┌────────

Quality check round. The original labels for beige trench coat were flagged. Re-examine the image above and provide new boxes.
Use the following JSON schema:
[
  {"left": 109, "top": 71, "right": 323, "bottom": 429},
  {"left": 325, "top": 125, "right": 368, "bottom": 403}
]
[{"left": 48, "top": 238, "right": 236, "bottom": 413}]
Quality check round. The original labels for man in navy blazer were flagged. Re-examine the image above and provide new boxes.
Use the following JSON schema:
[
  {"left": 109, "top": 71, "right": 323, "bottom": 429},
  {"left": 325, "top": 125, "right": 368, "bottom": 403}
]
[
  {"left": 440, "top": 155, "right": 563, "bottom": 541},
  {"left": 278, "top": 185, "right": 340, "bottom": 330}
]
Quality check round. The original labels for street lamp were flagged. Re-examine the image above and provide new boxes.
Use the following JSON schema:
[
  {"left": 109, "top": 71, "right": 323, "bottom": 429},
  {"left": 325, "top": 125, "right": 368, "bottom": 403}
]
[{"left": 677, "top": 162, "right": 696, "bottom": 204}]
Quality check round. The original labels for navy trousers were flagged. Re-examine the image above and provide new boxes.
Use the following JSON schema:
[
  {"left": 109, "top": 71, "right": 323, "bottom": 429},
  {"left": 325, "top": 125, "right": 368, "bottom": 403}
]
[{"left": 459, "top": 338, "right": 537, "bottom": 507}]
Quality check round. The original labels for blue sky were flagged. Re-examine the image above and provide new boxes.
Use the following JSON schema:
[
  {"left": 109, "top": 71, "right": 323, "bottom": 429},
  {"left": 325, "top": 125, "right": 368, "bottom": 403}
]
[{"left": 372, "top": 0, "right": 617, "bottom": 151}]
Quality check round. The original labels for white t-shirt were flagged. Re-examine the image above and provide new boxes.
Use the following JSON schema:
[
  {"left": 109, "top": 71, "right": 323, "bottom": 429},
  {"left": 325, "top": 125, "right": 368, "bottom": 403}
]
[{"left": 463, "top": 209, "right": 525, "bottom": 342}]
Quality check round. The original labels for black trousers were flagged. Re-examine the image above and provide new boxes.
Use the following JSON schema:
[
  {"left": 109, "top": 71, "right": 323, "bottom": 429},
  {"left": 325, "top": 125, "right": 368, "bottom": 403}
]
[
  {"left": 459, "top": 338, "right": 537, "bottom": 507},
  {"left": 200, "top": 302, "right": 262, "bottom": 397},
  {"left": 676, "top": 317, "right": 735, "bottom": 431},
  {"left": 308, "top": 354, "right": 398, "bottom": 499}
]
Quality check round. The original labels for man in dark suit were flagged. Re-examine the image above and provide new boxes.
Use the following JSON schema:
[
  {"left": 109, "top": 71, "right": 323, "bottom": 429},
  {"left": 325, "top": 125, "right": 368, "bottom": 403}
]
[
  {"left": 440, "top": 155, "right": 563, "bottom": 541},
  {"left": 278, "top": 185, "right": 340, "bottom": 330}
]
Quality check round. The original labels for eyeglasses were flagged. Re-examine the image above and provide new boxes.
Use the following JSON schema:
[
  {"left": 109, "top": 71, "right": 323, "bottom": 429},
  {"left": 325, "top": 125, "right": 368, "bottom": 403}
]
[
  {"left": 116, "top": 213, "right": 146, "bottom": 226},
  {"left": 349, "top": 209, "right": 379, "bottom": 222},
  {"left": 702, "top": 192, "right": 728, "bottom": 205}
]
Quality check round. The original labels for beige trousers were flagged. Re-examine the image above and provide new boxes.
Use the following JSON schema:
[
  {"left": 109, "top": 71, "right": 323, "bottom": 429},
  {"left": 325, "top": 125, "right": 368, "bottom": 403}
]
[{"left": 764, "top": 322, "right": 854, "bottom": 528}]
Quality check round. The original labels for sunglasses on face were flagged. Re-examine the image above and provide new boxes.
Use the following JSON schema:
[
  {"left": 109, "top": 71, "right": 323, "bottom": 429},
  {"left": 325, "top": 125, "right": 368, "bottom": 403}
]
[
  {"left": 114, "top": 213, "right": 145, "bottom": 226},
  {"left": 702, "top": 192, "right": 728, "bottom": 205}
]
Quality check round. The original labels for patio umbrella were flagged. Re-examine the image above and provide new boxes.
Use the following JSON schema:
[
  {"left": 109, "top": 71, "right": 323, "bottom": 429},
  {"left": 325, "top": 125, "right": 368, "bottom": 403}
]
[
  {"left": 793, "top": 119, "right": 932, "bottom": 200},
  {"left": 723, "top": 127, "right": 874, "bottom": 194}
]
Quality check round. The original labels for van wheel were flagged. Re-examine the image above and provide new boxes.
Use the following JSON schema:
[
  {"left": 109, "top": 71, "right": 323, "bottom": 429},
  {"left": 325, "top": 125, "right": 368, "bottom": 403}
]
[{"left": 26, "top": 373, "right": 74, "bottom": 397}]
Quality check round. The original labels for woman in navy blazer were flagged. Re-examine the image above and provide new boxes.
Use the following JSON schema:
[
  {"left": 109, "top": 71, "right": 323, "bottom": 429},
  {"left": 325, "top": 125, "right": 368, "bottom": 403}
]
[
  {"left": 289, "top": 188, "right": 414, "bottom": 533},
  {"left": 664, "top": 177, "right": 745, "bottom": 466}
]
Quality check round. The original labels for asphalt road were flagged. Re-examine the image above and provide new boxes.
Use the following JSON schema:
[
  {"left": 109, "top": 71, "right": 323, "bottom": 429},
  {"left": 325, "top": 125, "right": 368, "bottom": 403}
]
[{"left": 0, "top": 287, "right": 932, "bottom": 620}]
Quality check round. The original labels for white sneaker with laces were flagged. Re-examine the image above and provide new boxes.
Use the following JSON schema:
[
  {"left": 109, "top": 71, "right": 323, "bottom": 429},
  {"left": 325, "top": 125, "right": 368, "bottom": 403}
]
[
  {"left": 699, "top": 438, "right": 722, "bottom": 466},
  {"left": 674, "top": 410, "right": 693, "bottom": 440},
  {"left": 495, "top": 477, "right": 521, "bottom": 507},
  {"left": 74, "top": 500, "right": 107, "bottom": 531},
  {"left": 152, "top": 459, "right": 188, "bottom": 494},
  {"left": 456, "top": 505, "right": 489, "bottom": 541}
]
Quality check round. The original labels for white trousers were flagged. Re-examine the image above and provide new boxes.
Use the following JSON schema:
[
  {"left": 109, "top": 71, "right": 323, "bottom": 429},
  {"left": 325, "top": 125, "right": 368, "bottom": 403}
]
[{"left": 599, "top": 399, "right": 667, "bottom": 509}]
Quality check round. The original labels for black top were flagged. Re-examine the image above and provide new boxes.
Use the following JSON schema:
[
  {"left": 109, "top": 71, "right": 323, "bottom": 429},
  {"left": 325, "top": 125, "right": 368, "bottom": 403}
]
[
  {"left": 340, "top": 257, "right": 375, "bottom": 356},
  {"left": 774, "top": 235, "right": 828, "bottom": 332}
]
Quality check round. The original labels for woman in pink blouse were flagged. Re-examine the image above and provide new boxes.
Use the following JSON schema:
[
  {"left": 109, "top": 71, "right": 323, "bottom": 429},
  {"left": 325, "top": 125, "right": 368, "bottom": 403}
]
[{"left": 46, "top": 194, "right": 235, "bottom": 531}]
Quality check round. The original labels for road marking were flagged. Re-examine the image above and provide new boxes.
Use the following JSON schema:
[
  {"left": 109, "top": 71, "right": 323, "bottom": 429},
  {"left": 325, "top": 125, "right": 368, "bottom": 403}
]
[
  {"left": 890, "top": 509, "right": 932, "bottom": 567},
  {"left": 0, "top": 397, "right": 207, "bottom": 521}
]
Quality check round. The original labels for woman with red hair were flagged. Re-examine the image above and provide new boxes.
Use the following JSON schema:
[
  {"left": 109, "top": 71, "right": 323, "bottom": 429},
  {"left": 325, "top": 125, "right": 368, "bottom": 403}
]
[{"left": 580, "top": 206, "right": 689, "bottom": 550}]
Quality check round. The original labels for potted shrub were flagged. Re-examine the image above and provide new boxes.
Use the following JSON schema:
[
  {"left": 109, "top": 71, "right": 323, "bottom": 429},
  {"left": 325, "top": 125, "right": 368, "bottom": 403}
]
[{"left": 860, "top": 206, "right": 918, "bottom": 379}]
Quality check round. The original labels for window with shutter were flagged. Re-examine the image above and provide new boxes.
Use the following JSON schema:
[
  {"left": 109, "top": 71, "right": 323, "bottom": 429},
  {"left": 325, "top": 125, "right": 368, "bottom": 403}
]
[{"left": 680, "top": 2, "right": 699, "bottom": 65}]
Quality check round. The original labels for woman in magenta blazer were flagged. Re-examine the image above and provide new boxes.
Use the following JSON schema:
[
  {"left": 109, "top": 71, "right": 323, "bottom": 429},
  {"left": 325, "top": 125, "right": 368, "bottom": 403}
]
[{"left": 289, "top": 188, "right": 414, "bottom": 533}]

└────────

#### AIM OF THE TASK:
Your task is to transcribe the line containing "Quality check round. The original labels for woman in pink" and every line after it, through the last line of the data, exactly as written and with nothing more.

#### EXPECTED OUTPUT:
Quality check round. The original labels for woman in pink blouse were flagged. Re-examine the image above and provide new boxes.
Use the following JSON schema:
[
  {"left": 109, "top": 71, "right": 323, "bottom": 429},
  {"left": 325, "top": 125, "right": 368, "bottom": 403}
]
[{"left": 46, "top": 194, "right": 235, "bottom": 531}]
Quality check round. The original labels for road marking were flagged. Re-examine the image above and provide new boxes.
Use the following JSON schema:
[
  {"left": 109, "top": 71, "right": 323, "bottom": 429},
  {"left": 325, "top": 125, "right": 368, "bottom": 403}
]
[
  {"left": 890, "top": 509, "right": 932, "bottom": 567},
  {"left": 0, "top": 397, "right": 207, "bottom": 521}
]
Quality check round. The original labels for woman with red hair were flagged. Re-examine the image above and provide new boxes.
Use the following JSON schema:
[
  {"left": 109, "top": 71, "right": 323, "bottom": 429},
  {"left": 325, "top": 125, "right": 368, "bottom": 403}
]
[{"left": 580, "top": 206, "right": 689, "bottom": 550}]
Quality check round. The original labels for potted shrub were flagged. Re-examine the image above and provide new boxes.
Use the following JSON schema:
[
  {"left": 109, "top": 71, "right": 323, "bottom": 429},
  {"left": 325, "top": 125, "right": 368, "bottom": 403}
]
[{"left": 860, "top": 206, "right": 918, "bottom": 379}]
Quality check round. The original labels for window with shutter were flagged. Re-examine the image above and provide new boxes.
Use the following JSON schema:
[
  {"left": 109, "top": 71, "right": 323, "bottom": 429},
  {"left": 325, "top": 125, "right": 368, "bottom": 403}
]
[{"left": 680, "top": 2, "right": 699, "bottom": 65}]
Quality check round. The original labels for woman in magenta blazer were flagged. Re-examine the image above and provide new boxes.
Use the following JSON schema:
[
  {"left": 109, "top": 71, "right": 323, "bottom": 429},
  {"left": 325, "top": 125, "right": 368, "bottom": 403}
]
[{"left": 289, "top": 188, "right": 414, "bottom": 533}]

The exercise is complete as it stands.